Texte source:
══════

En l’absence des cadors habituels, la pression sera sur les épaules des Tunisiens. La qualification des Aigles de Carthage, champions d’Afrique en titre, et vingt-troisième au classement Fifa, déjà présents en 1978, 1998 et 2002, était attendue. Mais elle s’est jouée à pas grand-chose. La Tunisie, dont l’équipe arrive à maturité, est un mélange d’expérience et de jeunesse. De roublardise et de technique, à l’image de l’insaisissable Jaziri. Sans génie, mais sans faiblesse, sauf, peut-être, du côté de son gardien, elle est solide, bien organisée, et solidaire.

══════

Entrées de données enregistrées:
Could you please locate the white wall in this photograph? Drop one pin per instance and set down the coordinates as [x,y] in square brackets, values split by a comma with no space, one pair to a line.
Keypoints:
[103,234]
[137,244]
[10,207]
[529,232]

══════

Travail demandé:
• A. Recopiez le texte sur la Tunisie depuis « En l’absence des » jusqu'à « organisée, et solidaire. » inclus.
• B. Poursuivez le texte sur l'équipe de Tunisie au-delà de sa dernière phrase.
Les données ne sont pas utiles ici.

Résultats:
• A.
En l’absence des cadors habituels, la pression sera sur les épaules des Tunisiens. La qualification des Aigles de Carthage, champions d’Afrique en titre, et vingt-troisième au classement Fifa, déjà présents en 1978, 1998 et 2002, était attendue. Mais elle s’est jouée à pas grand-chose. La Tunisie, dont l’équipe arrive à maturité, est un mélange d’expérience et de jeunesse. De roublardise et de technique, à l’image de l’insaisissable Jaziri. Sans génie, mais sans faiblesse, sauf, peut-être, du côté de son gardien, elle est solide, bien organisée, et solidaire.

• B.
La bande à Badra et Bouazizi a déjà réussi à conquérir son public – la fédération a reçu 250 000 demandes de billets pour le match du 8 octobre, soit plus de quatre fois la capacité du stade de Radès – et à faire enfin oublier la glorieuse équipe de 1978. Et le vestiaire, fermement pris en main par Roger Lemerre, est sain : il y a longtemps que la vie du groupe n’est plus paralysée par les rivalités interclubs ou les interférences politiques. Les Tunisiens, qui ont réalisé des prestations encourageantes, sur le plan du jeu, lors de la Coupe des confédérations, en juin 2005, sont enfin devenus ambitieux.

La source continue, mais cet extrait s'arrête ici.